[PROBLEM DESCRIPTION] Reproduce the lines from the one with "target: car hood" through the end of the material, changing "enclosed" to "surrounded" and keeping everything else as it is.

[INFORMATION SUPPLIED]
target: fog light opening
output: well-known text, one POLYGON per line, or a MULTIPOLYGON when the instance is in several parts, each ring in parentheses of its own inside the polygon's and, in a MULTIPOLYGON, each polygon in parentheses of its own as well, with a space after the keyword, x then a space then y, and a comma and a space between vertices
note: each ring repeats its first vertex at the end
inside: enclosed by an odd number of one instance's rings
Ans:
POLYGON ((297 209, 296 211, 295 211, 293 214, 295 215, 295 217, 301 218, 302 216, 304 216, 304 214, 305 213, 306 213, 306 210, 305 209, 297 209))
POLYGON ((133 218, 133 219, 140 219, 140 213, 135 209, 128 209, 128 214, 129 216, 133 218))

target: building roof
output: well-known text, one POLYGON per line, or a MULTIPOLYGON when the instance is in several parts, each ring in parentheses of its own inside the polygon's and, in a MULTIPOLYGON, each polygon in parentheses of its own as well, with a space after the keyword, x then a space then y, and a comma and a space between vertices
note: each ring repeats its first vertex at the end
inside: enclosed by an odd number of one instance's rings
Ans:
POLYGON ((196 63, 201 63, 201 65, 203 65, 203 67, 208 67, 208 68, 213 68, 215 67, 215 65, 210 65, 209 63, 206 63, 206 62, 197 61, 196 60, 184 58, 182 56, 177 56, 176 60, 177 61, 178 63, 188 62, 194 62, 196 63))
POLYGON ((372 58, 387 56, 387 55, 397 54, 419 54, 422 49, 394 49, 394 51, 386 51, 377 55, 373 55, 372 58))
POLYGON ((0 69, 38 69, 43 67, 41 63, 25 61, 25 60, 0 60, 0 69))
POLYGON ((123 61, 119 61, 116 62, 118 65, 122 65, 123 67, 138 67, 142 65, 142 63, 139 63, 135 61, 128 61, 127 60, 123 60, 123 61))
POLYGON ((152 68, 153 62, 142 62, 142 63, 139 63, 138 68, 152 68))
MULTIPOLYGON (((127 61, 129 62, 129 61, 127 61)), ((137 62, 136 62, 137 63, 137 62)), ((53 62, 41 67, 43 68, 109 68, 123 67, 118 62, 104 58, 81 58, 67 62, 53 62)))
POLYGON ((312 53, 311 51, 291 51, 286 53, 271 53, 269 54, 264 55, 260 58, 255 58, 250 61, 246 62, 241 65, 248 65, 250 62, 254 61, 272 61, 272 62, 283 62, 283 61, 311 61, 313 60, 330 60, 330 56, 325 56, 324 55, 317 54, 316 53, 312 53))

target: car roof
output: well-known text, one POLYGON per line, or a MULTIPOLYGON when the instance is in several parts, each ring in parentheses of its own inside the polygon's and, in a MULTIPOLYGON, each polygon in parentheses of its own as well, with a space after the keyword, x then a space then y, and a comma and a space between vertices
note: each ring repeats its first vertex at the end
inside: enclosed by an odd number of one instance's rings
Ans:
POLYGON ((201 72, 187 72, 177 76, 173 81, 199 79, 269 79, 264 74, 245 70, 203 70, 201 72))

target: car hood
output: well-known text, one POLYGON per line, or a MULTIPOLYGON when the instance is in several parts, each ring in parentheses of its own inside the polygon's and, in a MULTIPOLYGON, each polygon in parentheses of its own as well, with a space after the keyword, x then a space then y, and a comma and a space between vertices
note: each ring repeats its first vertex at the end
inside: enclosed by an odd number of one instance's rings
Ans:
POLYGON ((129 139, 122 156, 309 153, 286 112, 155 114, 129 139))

[SOLUTION TO THIS EXERCISE]
target: car hood
output: well-known text, one POLYGON per line, or a MULTIPOLYGON when the instance is in several parts, each ring in parentheses of its own inside the polygon's and, in a MULTIPOLYGON, each polygon in parentheses of its own as well, with a space after the keyword, x then a space then y, and a comma and a space between vertices
note: each ring repeats its first vertex at the end
inside: surrounded by an odd number of one instance's rings
Ans:
POLYGON ((129 139, 122 156, 309 153, 286 112, 155 114, 129 139))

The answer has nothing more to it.